SHORT TASK:
Render the entries below as a two-column CSV with the headers "prompt" and "response". Include one row per entry, starting at the line containing "Target: downpipe" and continuing through the final entry, and place each entry's text and its answer in a single quoted field apiece, with line breaks replaced by spaces.

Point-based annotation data
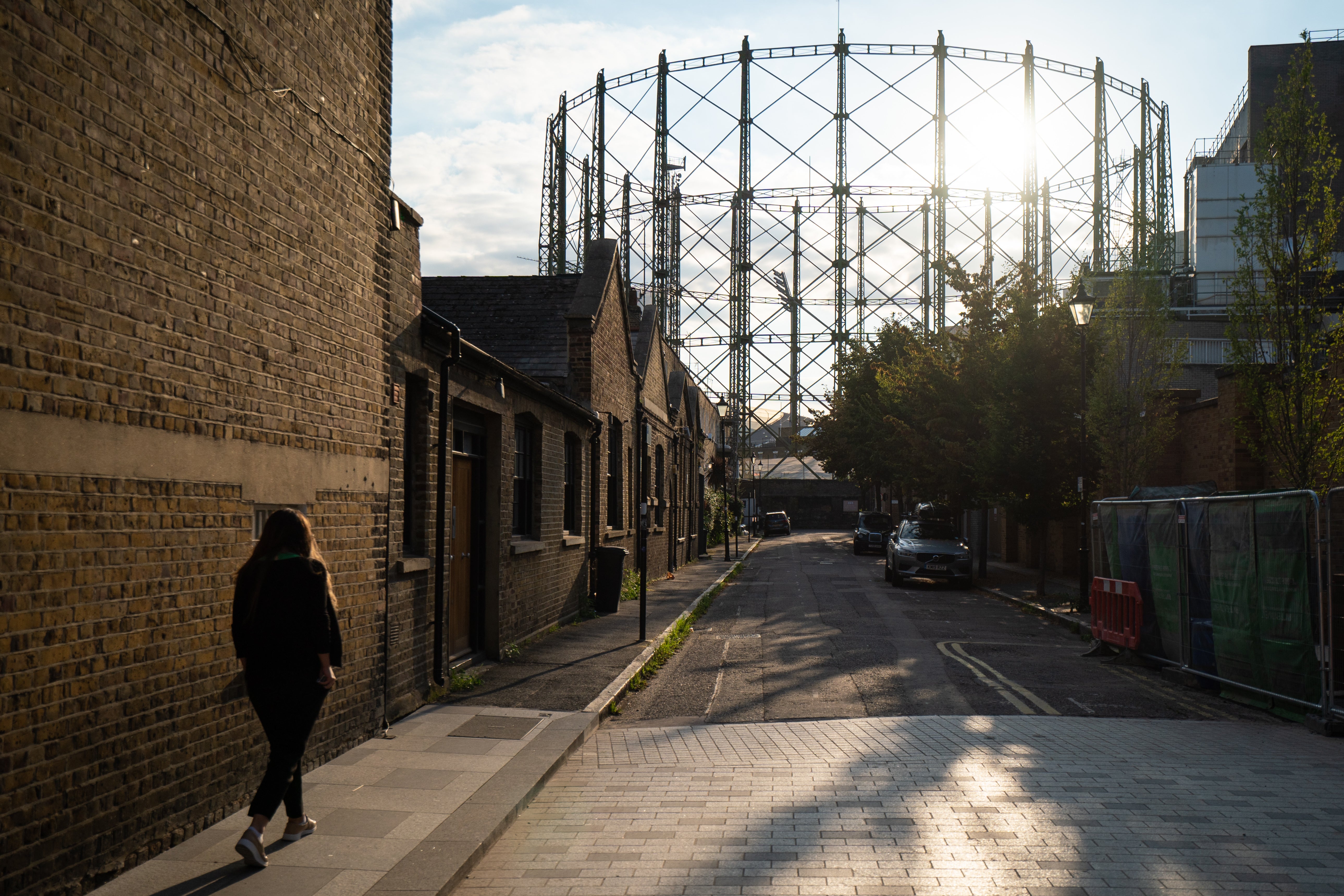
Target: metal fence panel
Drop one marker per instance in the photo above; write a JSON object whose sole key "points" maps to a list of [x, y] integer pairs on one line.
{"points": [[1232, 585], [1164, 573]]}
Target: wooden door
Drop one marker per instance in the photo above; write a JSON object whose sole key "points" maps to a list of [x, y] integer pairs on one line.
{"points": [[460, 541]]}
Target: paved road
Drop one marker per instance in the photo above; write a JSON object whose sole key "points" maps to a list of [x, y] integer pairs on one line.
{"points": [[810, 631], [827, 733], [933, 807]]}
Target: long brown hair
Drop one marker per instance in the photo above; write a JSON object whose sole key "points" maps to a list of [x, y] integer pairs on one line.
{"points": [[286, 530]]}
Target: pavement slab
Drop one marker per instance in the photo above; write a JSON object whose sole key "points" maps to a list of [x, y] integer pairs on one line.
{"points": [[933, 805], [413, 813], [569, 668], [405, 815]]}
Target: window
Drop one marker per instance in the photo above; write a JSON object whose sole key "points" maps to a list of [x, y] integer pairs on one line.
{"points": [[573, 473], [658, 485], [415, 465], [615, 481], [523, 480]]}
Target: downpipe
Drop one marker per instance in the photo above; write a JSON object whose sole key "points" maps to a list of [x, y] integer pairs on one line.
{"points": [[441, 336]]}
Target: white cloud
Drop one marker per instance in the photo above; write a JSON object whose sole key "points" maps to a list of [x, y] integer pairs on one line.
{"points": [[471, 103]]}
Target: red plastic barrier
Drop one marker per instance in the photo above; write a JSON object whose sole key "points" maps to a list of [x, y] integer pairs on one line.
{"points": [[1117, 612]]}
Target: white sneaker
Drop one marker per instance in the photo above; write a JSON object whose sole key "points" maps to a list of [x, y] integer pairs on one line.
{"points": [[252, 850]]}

THE REPLY:
prompt,response
"Target: downpipe Drop one marker per instance in the photo above; write a JSON object whose sole key ""points"" maps to a list of [x, y] integer pairs on one line.","{""points"": [[441, 336]]}"
"Target: white cloud Drop one marker per instance in the photo above; write a JSON object whose sole key ""points"" maps to a list of [x, y] integer pairs on one line.","{""points"": [[471, 103]]}"
"Target: red plastic barrier Drop one marker per instance in the photo above; write a JSON object whose sole key ""points"" maps to a list of [x, y] integer pairs on one line.","{""points"": [[1117, 612]]}"
"Target: white sneaker Drop one marker per instance in the photo above; write a JSON object whose sole key ""points"" maps to a list of [x, y] integer pairs on one line.","{""points"": [[252, 850]]}"